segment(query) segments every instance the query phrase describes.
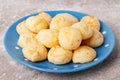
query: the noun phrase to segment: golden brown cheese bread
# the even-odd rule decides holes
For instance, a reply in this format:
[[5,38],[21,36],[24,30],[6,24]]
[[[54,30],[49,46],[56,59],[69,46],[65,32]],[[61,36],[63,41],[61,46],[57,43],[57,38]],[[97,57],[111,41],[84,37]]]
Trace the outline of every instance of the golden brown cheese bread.
[[36,39],[34,37],[35,35],[31,35],[31,34],[21,34],[19,36],[17,44],[21,48],[24,48],[25,46],[31,46],[37,44]]
[[93,35],[89,39],[83,40],[82,44],[88,45],[90,47],[99,47],[104,42],[103,35],[96,29],[93,29]]
[[73,63],[88,63],[96,57],[96,51],[88,46],[80,46],[73,53]]
[[41,30],[37,34],[36,39],[39,41],[40,44],[43,44],[44,46],[48,48],[51,48],[59,44],[58,43],[58,31],[54,29]]
[[74,50],[80,46],[82,36],[78,29],[63,27],[60,29],[58,40],[60,46],[62,46],[63,48]]
[[26,26],[25,26],[25,22],[26,21],[22,21],[21,23],[19,23],[16,27],[16,31],[17,33],[20,34],[34,34],[32,33]]
[[95,16],[85,16],[81,19],[80,22],[86,23],[94,29],[100,30],[100,23],[97,17]]
[[77,18],[68,13],[57,14],[50,23],[50,29],[59,31],[60,28],[69,27],[76,22],[78,22]]
[[31,16],[26,20],[26,27],[34,32],[38,33],[42,29],[47,29],[49,27],[48,22],[39,16]]
[[[78,19],[61,13],[51,17],[41,12],[19,23],[16,27],[25,58],[32,62],[48,59],[53,64],[88,63],[95,59],[94,47],[102,45],[103,35],[95,16]],[[81,46],[81,43],[83,46]],[[50,48],[47,52],[47,48]],[[91,48],[93,47],[93,48]]]
[[55,46],[48,52],[48,60],[54,64],[66,64],[72,59],[72,51]]
[[73,24],[71,27],[80,30],[83,40],[88,39],[93,35],[92,28],[86,23],[78,22]]
[[52,20],[52,17],[45,13],[45,12],[41,12],[38,14],[38,16],[42,17],[43,19],[45,19],[47,21],[48,24],[50,24],[51,20]]
[[25,58],[32,62],[43,61],[47,59],[47,49],[40,44],[26,46],[22,49]]

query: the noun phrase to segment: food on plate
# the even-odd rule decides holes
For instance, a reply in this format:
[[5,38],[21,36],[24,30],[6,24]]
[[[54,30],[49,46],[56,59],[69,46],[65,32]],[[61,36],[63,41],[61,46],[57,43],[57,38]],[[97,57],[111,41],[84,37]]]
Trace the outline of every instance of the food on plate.
[[26,46],[22,49],[25,58],[32,62],[43,61],[47,59],[47,49],[40,44],[35,46]]
[[44,29],[41,30],[37,36],[36,39],[39,41],[40,44],[43,44],[44,46],[51,48],[56,45],[58,45],[58,31],[54,29]]
[[51,17],[41,12],[19,23],[17,44],[25,58],[32,62],[48,59],[53,64],[88,63],[96,58],[93,49],[102,45],[103,35],[95,16],[78,19],[68,13]]
[[48,60],[54,64],[66,64],[72,59],[72,51],[55,46],[48,52]]
[[38,14],[38,16],[40,16],[40,17],[42,17],[43,19],[45,19],[48,24],[50,24],[50,22],[51,22],[51,20],[52,20],[52,17],[51,17],[49,14],[45,13],[45,12],[40,12],[40,13]]
[[86,23],[94,29],[100,30],[100,23],[97,17],[95,16],[85,16],[81,19],[80,22]]
[[80,30],[83,40],[88,39],[93,35],[92,28],[86,23],[78,22],[73,24],[71,27]]
[[81,33],[78,29],[71,27],[63,27],[60,29],[58,40],[60,46],[65,49],[77,49],[82,41]]
[[69,27],[74,23],[78,22],[78,19],[71,14],[61,13],[53,17],[50,23],[50,29],[60,30],[62,27]]
[[36,39],[34,37],[35,35],[31,35],[31,34],[21,34],[19,36],[17,44],[21,48],[24,48],[25,46],[31,46],[37,44]]
[[103,35],[96,29],[93,29],[93,35],[92,37],[90,37],[89,39],[83,40],[83,44],[88,45],[90,47],[99,47],[100,45],[102,45],[102,43],[104,42],[104,37]]
[[22,21],[20,22],[17,27],[16,27],[16,31],[17,33],[20,35],[20,34],[34,34],[32,33],[26,26],[25,26],[25,22],[26,21]]
[[96,51],[88,46],[80,46],[73,53],[73,63],[88,63],[96,57]]
[[42,29],[47,29],[49,27],[48,22],[39,16],[31,16],[26,20],[26,27],[34,32],[38,33]]

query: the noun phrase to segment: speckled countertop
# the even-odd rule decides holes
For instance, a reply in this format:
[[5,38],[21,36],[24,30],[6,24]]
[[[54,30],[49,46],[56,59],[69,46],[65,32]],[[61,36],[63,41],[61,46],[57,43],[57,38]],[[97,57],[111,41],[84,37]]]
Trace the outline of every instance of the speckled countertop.
[[[35,12],[63,9],[95,15],[110,26],[116,47],[107,60],[82,72],[52,74],[23,66],[7,54],[3,38],[14,21]],[[120,80],[119,14],[120,0],[0,0],[0,80]]]

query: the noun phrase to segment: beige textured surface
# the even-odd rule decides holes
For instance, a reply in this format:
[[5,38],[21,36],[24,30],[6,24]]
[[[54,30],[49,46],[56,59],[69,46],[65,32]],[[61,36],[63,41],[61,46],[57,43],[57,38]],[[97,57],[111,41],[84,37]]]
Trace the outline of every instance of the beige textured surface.
[[[112,55],[94,68],[72,74],[52,74],[14,61],[3,47],[4,33],[17,19],[39,11],[67,9],[97,16],[116,35]],[[0,80],[120,80],[120,0],[0,0]]]

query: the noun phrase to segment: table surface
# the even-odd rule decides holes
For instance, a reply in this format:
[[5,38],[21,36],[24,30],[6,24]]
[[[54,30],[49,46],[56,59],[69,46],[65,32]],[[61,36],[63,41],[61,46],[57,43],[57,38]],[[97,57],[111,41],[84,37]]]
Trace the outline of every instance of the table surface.
[[[13,60],[3,45],[6,30],[19,18],[45,10],[74,10],[103,20],[116,37],[112,55],[93,68],[71,74],[36,71]],[[0,80],[120,80],[119,14],[120,0],[0,0]]]

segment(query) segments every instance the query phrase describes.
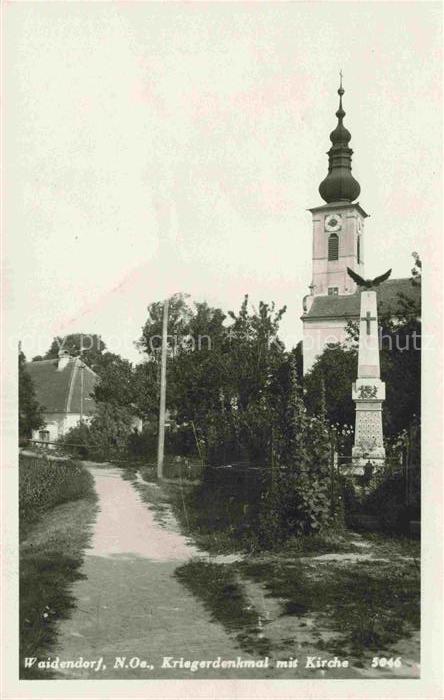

▶ [Exercise goal] Set all of the records down once more, letter for letter, with the images removed.

▶ [Finished task]
segment(query) segments every instance the query phrase describes.
query: the noun phrase to segment: golden brown cheese bread
# the even-odd rule decides holes
For instance, a reply in this format:
[[5,38],[21,36],[24,30],[6,24]]
[[[54,30],[49,46],[56,59],[69,46],[65,32]],[[61,36],[63,41],[61,46],[57,43],[57,38]],[[97,57],[111,41],[84,37]]]
Trace the outline of every instance of the golden brown cheese bread.
[[36,39],[34,37],[35,35],[31,35],[31,34],[21,34],[19,36],[17,44],[21,48],[24,48],[25,46],[31,46],[37,44]]
[[93,35],[89,39],[83,40],[82,44],[88,45],[90,47],[99,47],[104,42],[103,35],[96,29],[93,29]]
[[73,63],[88,63],[96,57],[96,51],[88,46],[80,46],[73,53]]
[[41,30],[37,34],[36,39],[39,41],[40,44],[43,44],[44,46],[48,48],[51,48],[59,44],[58,43],[58,31],[54,29]]
[[74,50],[80,46],[82,36],[78,29],[63,27],[60,29],[58,40],[60,46],[62,46],[63,48]]
[[26,26],[25,26],[25,22],[26,21],[22,21],[21,23],[19,23],[16,27],[16,31],[17,33],[20,34],[34,34],[32,33]]
[[95,16],[85,16],[81,19],[80,22],[86,23],[94,29],[100,30],[100,23],[97,17]]
[[77,18],[68,13],[57,14],[50,23],[50,29],[59,31],[60,28],[69,27],[76,22],[78,22]]
[[31,16],[26,20],[26,27],[34,32],[38,33],[42,29],[47,29],[49,27],[48,22],[39,16]]
[[[78,19],[61,13],[51,17],[41,12],[19,23],[16,27],[25,58],[32,62],[48,59],[53,64],[88,63],[95,59],[94,47],[102,45],[103,35],[95,16]],[[81,46],[81,43],[83,46]],[[50,48],[47,52],[47,48]],[[91,48],[93,47],[93,48]]]
[[55,46],[48,52],[48,60],[54,64],[66,64],[72,59],[72,51]]
[[73,24],[71,27],[80,30],[83,40],[88,39],[93,35],[92,28],[86,23],[78,22]]
[[52,20],[52,17],[45,13],[45,12],[41,12],[38,14],[38,16],[42,17],[43,19],[45,19],[47,21],[48,24],[50,24],[51,20]]
[[25,58],[32,62],[43,61],[47,59],[47,49],[40,44],[26,46],[22,49]]

query: the noun phrase to segment: food on plate
# the even-odd rule decides holes
For instance, a reply in this format:
[[5,38],[21,36],[24,30],[6,24]]
[[[54,30],[49,46],[56,59],[69,46],[65,32]],[[61,36],[63,41],[61,46],[57,43],[57,38]],[[97,57],[111,41],[84,37]]]
Trace the outline of every instance of the food on plate.
[[26,46],[22,49],[25,58],[32,62],[43,61],[47,59],[47,49],[40,44],[35,46]]
[[44,29],[41,30],[37,36],[36,39],[39,41],[40,44],[43,44],[44,46],[51,48],[56,45],[58,45],[58,31],[54,29]]
[[51,17],[41,12],[19,23],[17,44],[25,58],[32,62],[48,59],[53,64],[88,63],[96,58],[93,49],[102,45],[103,35],[95,16],[78,19],[68,13]]
[[48,60],[54,64],[66,64],[72,59],[72,51],[55,46],[48,52]]
[[38,14],[38,16],[40,16],[40,17],[42,17],[43,19],[45,19],[48,24],[50,24],[50,22],[51,22],[51,20],[52,20],[52,17],[51,17],[49,14],[45,13],[45,12],[40,12],[40,13]]
[[86,23],[94,29],[100,30],[100,23],[97,17],[95,16],[85,16],[81,19],[80,22]]
[[80,30],[83,40],[88,39],[93,35],[92,28],[86,23],[78,22],[73,24],[71,27]]
[[81,33],[78,29],[71,27],[63,27],[60,29],[58,40],[60,46],[65,49],[77,49],[82,41]]
[[69,27],[74,23],[78,22],[78,19],[71,14],[61,13],[53,17],[50,23],[50,29],[60,30],[62,27]]
[[36,39],[34,37],[35,35],[31,35],[31,34],[21,34],[19,36],[17,44],[21,48],[24,48],[25,46],[31,46],[37,44]]
[[103,35],[96,29],[93,29],[93,35],[92,37],[90,37],[89,39],[83,40],[83,44],[88,45],[90,47],[99,47],[100,45],[102,45],[102,43],[104,42],[104,37]]
[[22,21],[20,22],[17,27],[16,27],[16,31],[17,33],[20,35],[20,34],[34,34],[32,33],[26,26],[25,26],[25,22],[26,21]]
[[96,51],[88,46],[80,46],[73,53],[73,63],[88,63],[96,57]]
[[42,29],[47,29],[49,27],[48,22],[39,16],[31,16],[26,20],[26,27],[34,32],[38,33]]

query: the noun phrase to segment: speckled countertop
# the even-odd rule decides holes
For instance, a reply in this format:
[[5,38],[21,36],[24,30],[6,24]]
[[[54,30],[49,46],[56,59],[69,46],[65,32]],[[61,36],[63,41],[61,46],[57,43],[57,38]],[[97,57],[111,41],[84,37]]]
Trace the outline of every instance of the speckled countertop.
[[[35,12],[63,9],[95,15],[110,26],[116,47],[107,60],[82,72],[52,74],[23,66],[7,54],[3,38],[14,21]],[[120,80],[119,14],[120,0],[0,0],[0,80]]]

query: the noun phrase to segment: beige textured surface
# the even-odd rule decides holes
For instance, a reply in this format:
[[5,38],[21,36],[24,30],[6,24]]
[[[54,30],[49,46],[56,59],[69,46],[65,32]],[[61,36],[63,41],[61,46],[57,43],[57,38]],[[97,57],[111,41],[84,37]]]
Trace the outline of every instance of the beige textured surface.
[[[112,55],[94,68],[72,74],[52,74],[14,61],[3,47],[4,33],[17,19],[39,11],[67,9],[97,16],[116,35]],[[0,80],[120,80],[120,0],[0,0]]]

query: the noun phrase to segment: table surface
# the even-odd rule decides holes
For instance, a reply in this format:
[[5,38],[21,36],[24,30],[6,24]]
[[[54,30],[49,46],[56,59],[69,46],[65,32]],[[61,36],[63,41],[61,46],[57,43],[57,38]],[[97,57],[111,41],[84,37]]]
Trace the outline of every instance of the table surface.
[[[13,60],[3,45],[6,30],[19,18],[45,10],[74,10],[103,20],[116,37],[112,55],[93,68],[71,74],[36,71]],[[0,80],[120,80],[119,14],[120,0],[0,0]]]

segment(query) segments every instance the query phrase describes.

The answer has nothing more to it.